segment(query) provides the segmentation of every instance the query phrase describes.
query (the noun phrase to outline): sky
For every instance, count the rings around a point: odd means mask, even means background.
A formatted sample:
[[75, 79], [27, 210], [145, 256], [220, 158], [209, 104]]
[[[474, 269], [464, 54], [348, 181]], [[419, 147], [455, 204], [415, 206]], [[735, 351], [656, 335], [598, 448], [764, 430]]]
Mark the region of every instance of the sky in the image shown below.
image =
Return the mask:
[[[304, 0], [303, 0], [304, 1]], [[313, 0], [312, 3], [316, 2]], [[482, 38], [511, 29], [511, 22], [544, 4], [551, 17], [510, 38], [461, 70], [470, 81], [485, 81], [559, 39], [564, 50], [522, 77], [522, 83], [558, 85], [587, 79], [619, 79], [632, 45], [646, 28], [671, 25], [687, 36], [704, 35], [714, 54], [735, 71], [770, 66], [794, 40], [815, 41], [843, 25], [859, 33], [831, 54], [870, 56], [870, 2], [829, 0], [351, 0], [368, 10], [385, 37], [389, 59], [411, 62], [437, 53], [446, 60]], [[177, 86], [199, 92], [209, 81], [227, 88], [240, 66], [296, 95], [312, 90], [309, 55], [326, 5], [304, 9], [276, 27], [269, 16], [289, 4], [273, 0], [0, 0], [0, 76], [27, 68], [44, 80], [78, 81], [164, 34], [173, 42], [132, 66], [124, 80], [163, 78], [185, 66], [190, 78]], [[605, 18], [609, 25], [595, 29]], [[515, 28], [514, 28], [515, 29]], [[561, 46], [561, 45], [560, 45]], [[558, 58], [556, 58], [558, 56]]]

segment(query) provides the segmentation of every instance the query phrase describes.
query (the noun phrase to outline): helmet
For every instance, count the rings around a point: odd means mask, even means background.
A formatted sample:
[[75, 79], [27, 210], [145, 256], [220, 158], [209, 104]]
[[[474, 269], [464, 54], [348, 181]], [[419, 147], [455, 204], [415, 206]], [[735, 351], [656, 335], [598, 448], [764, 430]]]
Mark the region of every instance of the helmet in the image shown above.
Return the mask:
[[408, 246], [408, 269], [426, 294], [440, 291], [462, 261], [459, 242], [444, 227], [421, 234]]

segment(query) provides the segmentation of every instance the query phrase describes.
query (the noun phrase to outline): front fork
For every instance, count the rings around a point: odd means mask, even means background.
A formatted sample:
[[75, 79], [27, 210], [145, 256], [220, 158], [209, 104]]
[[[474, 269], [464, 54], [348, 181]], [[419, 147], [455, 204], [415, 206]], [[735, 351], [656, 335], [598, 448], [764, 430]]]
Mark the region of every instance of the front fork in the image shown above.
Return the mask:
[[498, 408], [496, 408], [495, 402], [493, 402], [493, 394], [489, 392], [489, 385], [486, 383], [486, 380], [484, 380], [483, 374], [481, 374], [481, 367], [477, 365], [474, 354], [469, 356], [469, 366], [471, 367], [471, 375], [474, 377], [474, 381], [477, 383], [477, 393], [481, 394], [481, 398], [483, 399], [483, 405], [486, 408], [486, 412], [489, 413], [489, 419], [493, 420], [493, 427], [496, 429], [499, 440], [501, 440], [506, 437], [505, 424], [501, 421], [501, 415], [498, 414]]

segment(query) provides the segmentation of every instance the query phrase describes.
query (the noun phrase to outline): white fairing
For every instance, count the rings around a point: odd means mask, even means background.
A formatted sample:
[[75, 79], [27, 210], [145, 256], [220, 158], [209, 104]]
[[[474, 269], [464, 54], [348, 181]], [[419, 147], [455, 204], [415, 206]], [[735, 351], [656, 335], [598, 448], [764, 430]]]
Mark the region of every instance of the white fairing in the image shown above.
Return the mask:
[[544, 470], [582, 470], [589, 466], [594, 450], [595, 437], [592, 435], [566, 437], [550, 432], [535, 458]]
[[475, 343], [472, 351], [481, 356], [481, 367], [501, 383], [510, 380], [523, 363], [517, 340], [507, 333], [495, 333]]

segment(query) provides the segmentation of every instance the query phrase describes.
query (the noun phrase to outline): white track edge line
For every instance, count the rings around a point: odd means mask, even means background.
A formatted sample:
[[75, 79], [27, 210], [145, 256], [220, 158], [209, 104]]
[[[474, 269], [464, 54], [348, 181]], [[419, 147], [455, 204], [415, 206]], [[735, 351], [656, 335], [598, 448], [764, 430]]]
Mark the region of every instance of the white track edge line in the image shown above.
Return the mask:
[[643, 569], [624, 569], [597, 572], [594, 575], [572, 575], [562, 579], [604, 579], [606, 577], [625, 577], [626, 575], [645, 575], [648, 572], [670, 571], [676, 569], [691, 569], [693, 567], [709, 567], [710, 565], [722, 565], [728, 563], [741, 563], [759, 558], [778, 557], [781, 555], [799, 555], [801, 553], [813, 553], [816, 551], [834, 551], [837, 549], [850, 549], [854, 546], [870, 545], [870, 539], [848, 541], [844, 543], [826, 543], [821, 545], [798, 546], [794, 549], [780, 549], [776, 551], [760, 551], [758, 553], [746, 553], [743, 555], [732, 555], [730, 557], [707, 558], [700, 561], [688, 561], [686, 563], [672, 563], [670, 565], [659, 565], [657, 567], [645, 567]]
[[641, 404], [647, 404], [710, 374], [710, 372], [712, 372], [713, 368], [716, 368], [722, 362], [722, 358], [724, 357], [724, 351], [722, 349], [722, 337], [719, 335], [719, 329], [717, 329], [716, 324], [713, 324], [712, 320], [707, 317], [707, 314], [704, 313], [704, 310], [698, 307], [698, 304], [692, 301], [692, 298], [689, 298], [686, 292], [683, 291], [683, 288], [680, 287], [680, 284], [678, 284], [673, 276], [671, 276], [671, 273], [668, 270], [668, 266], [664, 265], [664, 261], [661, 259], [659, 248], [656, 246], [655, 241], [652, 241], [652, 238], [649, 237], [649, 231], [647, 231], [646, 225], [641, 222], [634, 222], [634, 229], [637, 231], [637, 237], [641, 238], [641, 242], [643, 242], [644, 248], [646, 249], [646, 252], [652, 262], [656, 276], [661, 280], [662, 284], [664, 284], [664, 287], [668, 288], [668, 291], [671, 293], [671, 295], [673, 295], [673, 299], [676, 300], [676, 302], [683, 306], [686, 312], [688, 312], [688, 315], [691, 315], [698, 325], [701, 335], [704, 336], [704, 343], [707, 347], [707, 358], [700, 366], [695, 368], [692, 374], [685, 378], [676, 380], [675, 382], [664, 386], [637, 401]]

■ TASK:
Please output the entries above, every line exactly as it reads.

■ RESULT OF THE EXERCISE:
segment(query) provides the segmentation of every instance the query phrase describes.
query (the noun phrase to outline): sky
For every instance, count the rings around a point: odd means mask, even means background.
A formatted sample:
[[75, 79], [27, 210], [145, 256], [220, 158], [209, 104]]
[[[474, 269], [464, 54], [348, 181]], [[419, 147], [455, 204], [415, 206]], [[735, 351], [656, 335], [598, 448], [764, 430]]]
Mark the region of every instance of the sky in the image shown below.
image =
Return the mask:
[[[304, 0], [303, 0], [304, 1]], [[313, 0], [312, 3], [316, 2]], [[482, 38], [511, 29], [511, 22], [544, 4], [551, 17], [510, 38], [461, 70], [470, 81], [485, 81], [559, 39], [564, 50], [522, 77], [522, 83], [558, 85], [587, 79], [619, 79], [632, 45], [646, 28], [671, 25], [687, 36], [704, 35], [714, 54], [735, 71], [770, 66], [794, 40], [815, 41], [843, 25], [859, 33], [831, 54], [870, 56], [870, 2], [829, 0], [351, 0], [368, 10], [385, 37], [389, 59], [411, 62], [437, 53], [446, 60]], [[177, 86], [199, 92], [209, 81], [227, 88], [240, 66], [296, 95], [312, 90], [309, 55], [326, 5], [304, 9], [276, 27], [269, 16], [289, 4], [273, 0], [0, 0], [0, 76], [27, 68], [44, 80], [78, 81], [164, 34], [173, 42], [132, 66], [124, 80], [163, 78], [185, 66], [190, 78]], [[605, 18], [609, 25], [595, 29]], [[515, 28], [514, 28], [515, 29]], [[561, 46], [561, 45], [560, 45]], [[558, 58], [556, 58], [558, 56]]]

segment(query) provides the segmentation of every instance the query phrase describes.
query (the noun phrase to outline): helmet
For every instance, count the rings around a point: odd means mask, even means background.
A formatted sample:
[[75, 79], [27, 210], [145, 256], [220, 158], [209, 104]]
[[[474, 269], [464, 54], [348, 181]], [[419, 147], [455, 204], [415, 206]], [[735, 351], [656, 335], [598, 448], [764, 430]]]
Mark the region of every instance of the helmet in the image shown above.
Return the mask:
[[408, 246], [408, 269], [426, 294], [440, 291], [462, 261], [459, 242], [444, 227], [421, 234]]

segment(query) provides the segmentation of every instance the query phrase describes.
query (the noun phrase to outline): front fork
For every instance, count the rings around a point: odd means mask, even means background.
A formatted sample:
[[75, 79], [27, 210], [145, 256], [220, 158], [209, 104]]
[[[474, 269], [464, 54], [348, 181]], [[419, 147], [455, 204], [415, 206]], [[735, 351], [656, 335], [598, 448], [764, 430]]]
Mark the region of every instance of the front fork in the image shown above.
Return the mask:
[[498, 408], [496, 408], [495, 402], [493, 402], [493, 394], [489, 392], [489, 385], [486, 383], [486, 380], [484, 380], [483, 374], [481, 374], [481, 367], [477, 365], [474, 354], [469, 356], [469, 366], [471, 367], [471, 375], [474, 377], [474, 381], [477, 383], [477, 393], [481, 394], [481, 398], [483, 399], [483, 405], [486, 408], [486, 412], [489, 413], [489, 419], [493, 420], [493, 427], [496, 429], [499, 440], [501, 440], [506, 437], [505, 424], [501, 421], [501, 415], [498, 414]]

segment(query) provides the segmentation of every instance the query phrase describes.
query (the noun phrase to outline): white fairing
For every instance, count the rings around a point: odd means mask, even means background.
A formatted sample:
[[75, 79], [27, 210], [145, 256], [220, 158], [209, 104]]
[[[474, 269], [464, 54], [348, 181]], [[419, 147], [455, 204], [415, 206]], [[735, 351], [656, 335], [598, 448], [764, 430]]]
Mark the region of every instance of the white fairing in the image shown above.
Return the mask:
[[544, 470], [582, 470], [589, 466], [594, 450], [595, 437], [592, 435], [566, 437], [550, 432], [535, 458]]
[[475, 343], [472, 351], [481, 356], [481, 367], [501, 383], [510, 380], [523, 363], [517, 340], [507, 333], [495, 333]]

segment(query) provides the segmentation of every instance the query phrase describes.
query (the noun phrase to outline): white track edge line
For every instance, count the rings around a point: odd means mask, even means background.
A formatted sample:
[[75, 79], [27, 210], [145, 256], [220, 158], [209, 104]]
[[[474, 269], [464, 54], [348, 181]], [[419, 147], [455, 204], [415, 206]], [[735, 351], [656, 335], [598, 448], [764, 430]]]
Mark the region of every instance of the white track edge line in the image shown above.
Return the mask:
[[643, 569], [624, 569], [597, 572], [594, 575], [572, 575], [562, 579], [604, 579], [606, 577], [625, 577], [626, 575], [645, 575], [648, 572], [670, 571], [676, 569], [691, 569], [693, 567], [709, 567], [710, 565], [722, 565], [728, 563], [741, 563], [759, 558], [778, 557], [781, 555], [799, 555], [801, 553], [813, 553], [816, 551], [834, 551], [837, 549], [850, 549], [854, 546], [870, 545], [870, 539], [848, 541], [844, 543], [826, 543], [821, 545], [798, 546], [794, 549], [780, 549], [776, 551], [760, 551], [758, 553], [746, 553], [743, 555], [732, 555], [730, 557], [707, 558], [700, 561], [688, 561], [686, 563], [672, 563], [670, 565], [659, 565], [657, 567], [645, 567]]
[[641, 404], [647, 404], [710, 374], [710, 372], [712, 372], [713, 368], [716, 368], [722, 362], [722, 358], [724, 357], [724, 351], [722, 349], [722, 337], [719, 335], [719, 329], [717, 329], [716, 324], [713, 324], [712, 320], [707, 317], [707, 314], [704, 313], [704, 310], [698, 307], [698, 304], [692, 301], [692, 298], [689, 298], [686, 292], [683, 291], [683, 288], [680, 287], [680, 284], [678, 284], [673, 276], [671, 276], [671, 273], [668, 270], [668, 266], [664, 265], [664, 261], [661, 259], [659, 248], [656, 246], [655, 241], [652, 241], [652, 238], [649, 237], [649, 231], [647, 231], [646, 225], [641, 222], [634, 222], [634, 229], [637, 231], [637, 237], [641, 238], [641, 242], [643, 242], [644, 248], [646, 249], [646, 252], [652, 262], [656, 276], [661, 280], [662, 284], [664, 284], [664, 287], [668, 288], [668, 291], [671, 293], [671, 295], [673, 295], [673, 299], [676, 300], [676, 302], [683, 306], [686, 312], [688, 312], [688, 315], [691, 315], [698, 325], [701, 335], [704, 336], [704, 343], [707, 347], [707, 358], [700, 366], [695, 368], [692, 374], [685, 378], [676, 380], [675, 382], [664, 386], [637, 401]]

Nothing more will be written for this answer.